PROVIDED ENTRIES -
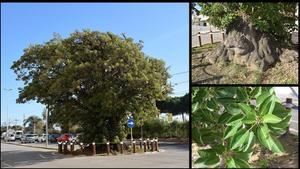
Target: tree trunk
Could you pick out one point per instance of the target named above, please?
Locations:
(247, 46)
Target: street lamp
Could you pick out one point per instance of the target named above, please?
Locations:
(7, 114)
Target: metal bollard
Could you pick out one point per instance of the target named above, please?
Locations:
(94, 148)
(199, 38)
(81, 147)
(107, 148)
(121, 147)
(59, 147)
(145, 146)
(155, 145)
(133, 147)
(148, 144)
(223, 36)
(140, 143)
(72, 148)
(152, 146)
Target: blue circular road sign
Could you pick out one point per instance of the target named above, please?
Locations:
(130, 123)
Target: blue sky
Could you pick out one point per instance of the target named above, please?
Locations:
(163, 27)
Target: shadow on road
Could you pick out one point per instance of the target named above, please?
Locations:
(23, 158)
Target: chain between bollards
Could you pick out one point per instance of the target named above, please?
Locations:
(59, 147)
(145, 148)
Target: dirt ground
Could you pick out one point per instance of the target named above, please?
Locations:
(204, 72)
(263, 158)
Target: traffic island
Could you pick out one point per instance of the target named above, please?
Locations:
(109, 148)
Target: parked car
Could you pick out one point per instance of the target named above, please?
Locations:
(10, 137)
(35, 137)
(19, 134)
(52, 137)
(3, 135)
(64, 137)
(42, 138)
(28, 138)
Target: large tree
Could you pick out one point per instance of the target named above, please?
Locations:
(35, 125)
(92, 79)
(175, 105)
(256, 33)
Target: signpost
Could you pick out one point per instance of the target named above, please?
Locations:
(130, 124)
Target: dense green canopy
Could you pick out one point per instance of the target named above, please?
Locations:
(278, 19)
(92, 79)
(174, 105)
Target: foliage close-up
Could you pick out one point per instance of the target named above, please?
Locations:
(228, 121)
(93, 80)
(276, 18)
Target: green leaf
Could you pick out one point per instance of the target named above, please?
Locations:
(195, 107)
(265, 106)
(251, 135)
(233, 110)
(276, 145)
(224, 117)
(247, 109)
(249, 120)
(242, 95)
(270, 118)
(230, 131)
(256, 92)
(235, 119)
(213, 160)
(261, 98)
(272, 106)
(242, 163)
(240, 140)
(219, 148)
(263, 136)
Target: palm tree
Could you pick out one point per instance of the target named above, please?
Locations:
(33, 122)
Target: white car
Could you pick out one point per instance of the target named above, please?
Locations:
(35, 137)
(10, 137)
(3, 135)
(28, 138)
(19, 134)
(42, 138)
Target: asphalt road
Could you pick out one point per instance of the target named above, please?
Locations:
(170, 156)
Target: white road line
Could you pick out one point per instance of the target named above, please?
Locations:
(6, 164)
(21, 162)
(42, 156)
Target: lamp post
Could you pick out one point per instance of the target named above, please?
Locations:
(7, 125)
(47, 126)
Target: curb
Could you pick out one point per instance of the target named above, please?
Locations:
(30, 146)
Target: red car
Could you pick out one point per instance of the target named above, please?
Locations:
(64, 137)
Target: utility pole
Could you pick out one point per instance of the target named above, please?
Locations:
(46, 126)
(7, 126)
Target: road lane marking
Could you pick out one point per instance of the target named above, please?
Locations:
(6, 164)
(21, 162)
(42, 156)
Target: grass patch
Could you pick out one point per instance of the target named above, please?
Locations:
(282, 73)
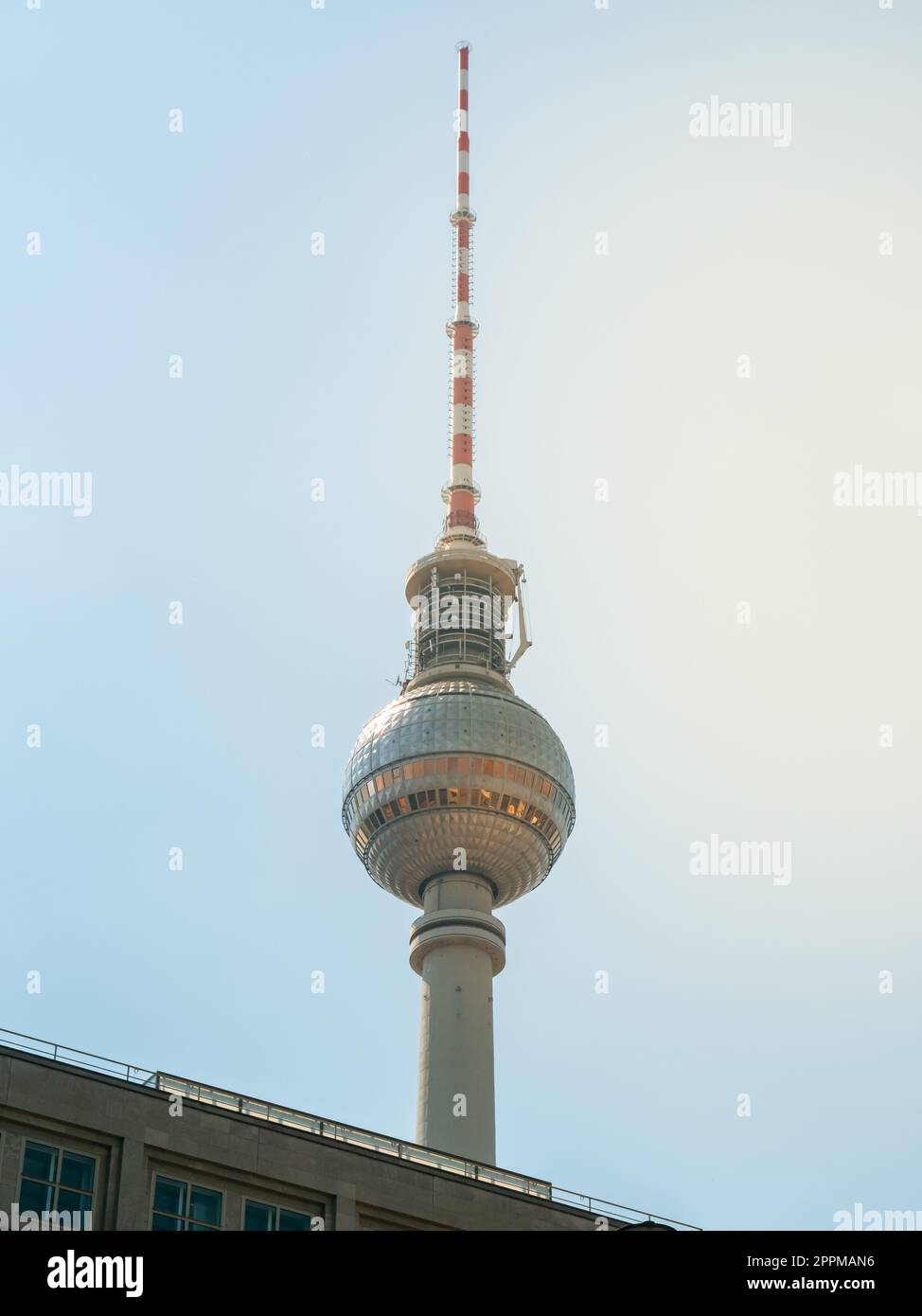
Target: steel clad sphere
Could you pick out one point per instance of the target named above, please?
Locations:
(458, 774)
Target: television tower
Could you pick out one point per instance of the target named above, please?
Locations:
(458, 795)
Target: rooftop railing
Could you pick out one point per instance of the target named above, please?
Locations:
(236, 1103)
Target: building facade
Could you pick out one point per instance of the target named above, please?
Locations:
(144, 1150)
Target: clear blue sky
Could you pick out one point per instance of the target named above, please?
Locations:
(620, 367)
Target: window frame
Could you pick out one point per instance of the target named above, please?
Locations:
(61, 1150)
(186, 1218)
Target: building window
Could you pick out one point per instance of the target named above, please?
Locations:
(185, 1205)
(258, 1215)
(56, 1180)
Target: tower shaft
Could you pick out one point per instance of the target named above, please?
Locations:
(456, 948)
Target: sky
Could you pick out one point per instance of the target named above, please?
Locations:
(684, 340)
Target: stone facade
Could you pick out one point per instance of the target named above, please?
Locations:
(129, 1130)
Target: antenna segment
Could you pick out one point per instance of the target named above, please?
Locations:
(461, 492)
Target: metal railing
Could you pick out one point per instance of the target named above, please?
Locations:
(383, 1144)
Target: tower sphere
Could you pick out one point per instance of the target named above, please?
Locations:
(458, 772)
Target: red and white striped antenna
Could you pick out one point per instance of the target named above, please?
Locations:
(461, 492)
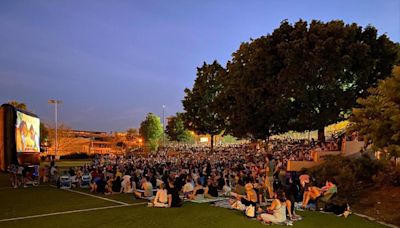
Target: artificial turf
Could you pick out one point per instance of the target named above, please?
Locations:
(47, 199)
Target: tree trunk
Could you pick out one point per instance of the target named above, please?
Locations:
(212, 143)
(321, 134)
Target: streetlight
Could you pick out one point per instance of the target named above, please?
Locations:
(55, 103)
(164, 126)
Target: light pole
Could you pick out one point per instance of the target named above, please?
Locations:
(55, 103)
(164, 126)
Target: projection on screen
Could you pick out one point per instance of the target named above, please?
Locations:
(27, 132)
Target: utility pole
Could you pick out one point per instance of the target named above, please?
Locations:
(55, 103)
(164, 126)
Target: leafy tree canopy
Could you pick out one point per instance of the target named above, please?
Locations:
(176, 130)
(378, 118)
(151, 130)
(199, 102)
(302, 77)
(18, 105)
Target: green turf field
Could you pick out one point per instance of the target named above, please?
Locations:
(47, 199)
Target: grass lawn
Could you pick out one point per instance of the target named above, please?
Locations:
(47, 199)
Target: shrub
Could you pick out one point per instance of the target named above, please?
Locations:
(351, 174)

THE TASK -
The lines in the entries above that carry the word "railing" must be copied.

ANSWER TO THIS TASK -
Target: rooftop railing
Target: metal railing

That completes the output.